▶ The exercise
Return each of the entries below with every line reproduced verbatim.
Start Exercise materials
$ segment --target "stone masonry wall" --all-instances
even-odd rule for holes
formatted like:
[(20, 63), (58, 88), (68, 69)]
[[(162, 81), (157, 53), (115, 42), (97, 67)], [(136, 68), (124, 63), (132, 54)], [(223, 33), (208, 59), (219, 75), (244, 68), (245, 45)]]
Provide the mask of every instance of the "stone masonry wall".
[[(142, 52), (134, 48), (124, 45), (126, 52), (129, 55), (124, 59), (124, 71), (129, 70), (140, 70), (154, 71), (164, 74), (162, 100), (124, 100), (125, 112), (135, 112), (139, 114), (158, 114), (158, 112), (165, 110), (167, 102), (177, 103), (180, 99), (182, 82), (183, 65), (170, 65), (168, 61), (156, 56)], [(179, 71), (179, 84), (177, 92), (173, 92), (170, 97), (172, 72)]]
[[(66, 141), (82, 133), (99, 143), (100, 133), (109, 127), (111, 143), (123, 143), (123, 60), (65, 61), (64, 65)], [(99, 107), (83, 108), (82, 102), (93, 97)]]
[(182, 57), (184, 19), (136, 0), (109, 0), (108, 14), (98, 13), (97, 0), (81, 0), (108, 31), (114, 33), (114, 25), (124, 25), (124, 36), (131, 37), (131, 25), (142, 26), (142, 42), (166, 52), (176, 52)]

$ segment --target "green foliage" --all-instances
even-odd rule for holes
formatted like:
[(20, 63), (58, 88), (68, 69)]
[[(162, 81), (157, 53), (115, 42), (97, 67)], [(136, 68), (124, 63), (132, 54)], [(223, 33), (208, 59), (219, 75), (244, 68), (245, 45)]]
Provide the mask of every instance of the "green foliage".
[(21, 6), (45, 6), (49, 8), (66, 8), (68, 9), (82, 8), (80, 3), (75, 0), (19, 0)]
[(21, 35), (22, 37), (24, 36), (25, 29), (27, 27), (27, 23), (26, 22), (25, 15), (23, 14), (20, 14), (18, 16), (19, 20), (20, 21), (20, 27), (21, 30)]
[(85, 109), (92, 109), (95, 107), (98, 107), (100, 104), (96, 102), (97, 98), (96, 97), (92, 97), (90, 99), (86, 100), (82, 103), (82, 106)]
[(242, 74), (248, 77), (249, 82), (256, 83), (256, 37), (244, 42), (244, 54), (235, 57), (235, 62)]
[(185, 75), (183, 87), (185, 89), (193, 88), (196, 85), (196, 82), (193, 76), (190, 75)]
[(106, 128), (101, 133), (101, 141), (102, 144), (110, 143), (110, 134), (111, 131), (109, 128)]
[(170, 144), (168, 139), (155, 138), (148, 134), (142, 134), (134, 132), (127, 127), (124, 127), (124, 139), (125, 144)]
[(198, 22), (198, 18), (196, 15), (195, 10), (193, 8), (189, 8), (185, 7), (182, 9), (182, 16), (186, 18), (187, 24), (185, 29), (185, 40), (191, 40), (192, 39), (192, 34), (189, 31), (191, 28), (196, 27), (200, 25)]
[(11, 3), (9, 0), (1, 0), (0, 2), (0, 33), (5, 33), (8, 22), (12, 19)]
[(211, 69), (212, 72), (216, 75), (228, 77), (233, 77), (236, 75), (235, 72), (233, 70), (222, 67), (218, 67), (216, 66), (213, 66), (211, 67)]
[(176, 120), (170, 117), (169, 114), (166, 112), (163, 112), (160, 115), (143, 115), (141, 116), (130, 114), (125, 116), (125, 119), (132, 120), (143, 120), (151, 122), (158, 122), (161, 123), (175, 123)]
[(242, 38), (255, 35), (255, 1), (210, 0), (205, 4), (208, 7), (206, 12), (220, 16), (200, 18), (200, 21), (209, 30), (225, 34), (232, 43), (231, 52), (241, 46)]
End Exercise materials
▶ Exercise result
$ segment --target "stone masonry wall" --all-instances
even-odd rule for holes
formatted like:
[(20, 63), (58, 88), (68, 69)]
[[(162, 81), (157, 53), (115, 42), (97, 67)], [(136, 68), (124, 63), (132, 54)], [(223, 33), (208, 59), (219, 75), (244, 68), (245, 45)]]
Provide the mask of every instance of the "stone masonry wall".
[[(142, 52), (134, 48), (124, 45), (126, 52), (129, 55), (124, 59), (124, 71), (129, 70), (140, 70), (154, 71), (164, 74), (162, 100), (124, 100), (125, 112), (135, 112), (139, 114), (158, 114), (158, 112), (165, 110), (167, 102), (177, 103), (180, 99), (182, 82), (183, 65), (170, 65), (168, 61), (156, 56)], [(179, 71), (179, 84), (177, 92), (173, 92), (170, 97), (172, 72)]]
[[(66, 141), (82, 133), (99, 143), (100, 133), (109, 127), (111, 143), (123, 143), (123, 60), (65, 61), (64, 65)], [(99, 107), (83, 108), (82, 102), (93, 97)]]
[(182, 57), (184, 19), (136, 0), (109, 0), (108, 14), (98, 13), (97, 0), (81, 0), (108, 31), (114, 33), (114, 25), (124, 25), (124, 36), (131, 37), (131, 25), (142, 26), (142, 42), (166, 52), (176, 52)]

$ segment --target "green foliage" --all-instances
even-odd rule for holes
formatted like:
[(20, 63), (58, 88), (68, 69)]
[[(162, 81), (157, 53), (115, 42), (97, 67)], [(136, 68), (124, 63), (132, 54)], [(223, 33), (208, 59), (219, 75), (244, 68), (245, 45)]]
Provide the mask of every instance of the "green foliage".
[(21, 6), (45, 6), (49, 8), (66, 8), (68, 9), (82, 8), (80, 3), (75, 0), (19, 0)]
[(21, 35), (22, 37), (24, 36), (25, 29), (27, 27), (27, 23), (26, 22), (25, 15), (23, 14), (20, 14), (18, 16), (19, 20), (20, 21), (20, 27), (21, 30)]
[(85, 109), (92, 109), (95, 107), (98, 107), (100, 104), (96, 102), (97, 98), (96, 97), (92, 97), (90, 99), (86, 100), (82, 103), (82, 106)]
[(242, 74), (248, 77), (249, 82), (256, 83), (256, 37), (244, 42), (244, 54), (235, 57), (235, 62)]
[(185, 75), (183, 87), (185, 89), (193, 88), (196, 85), (196, 82), (193, 76), (190, 75)]
[(106, 128), (101, 133), (101, 141), (102, 144), (110, 143), (110, 134), (111, 131), (109, 128)]
[(170, 144), (168, 139), (155, 138), (148, 134), (142, 134), (134, 132), (127, 127), (124, 127), (124, 139), (125, 144)]
[(198, 22), (198, 18), (196, 15), (195, 10), (193, 8), (189, 8), (185, 7), (182, 9), (182, 16), (186, 18), (187, 24), (185, 29), (185, 40), (191, 40), (192, 39), (192, 34), (189, 31), (191, 28), (196, 27), (200, 25)]
[(11, 3), (9, 0), (1, 0), (0, 2), (0, 33), (5, 33), (8, 22), (12, 19)]
[(211, 69), (212, 72), (216, 75), (228, 77), (233, 77), (236, 75), (235, 72), (233, 70), (222, 67), (218, 67), (216, 66), (213, 66), (211, 67)]
[(176, 120), (170, 117), (169, 114), (166, 112), (163, 112), (160, 115), (143, 115), (141, 116), (130, 114), (125, 116), (125, 119), (132, 120), (143, 120), (151, 122), (158, 122), (161, 123), (175, 123)]
[(242, 38), (255, 35), (255, 1), (210, 0), (205, 4), (208, 7), (206, 12), (220, 16), (200, 18), (200, 21), (209, 30), (225, 34), (232, 43), (231, 52), (241, 46)]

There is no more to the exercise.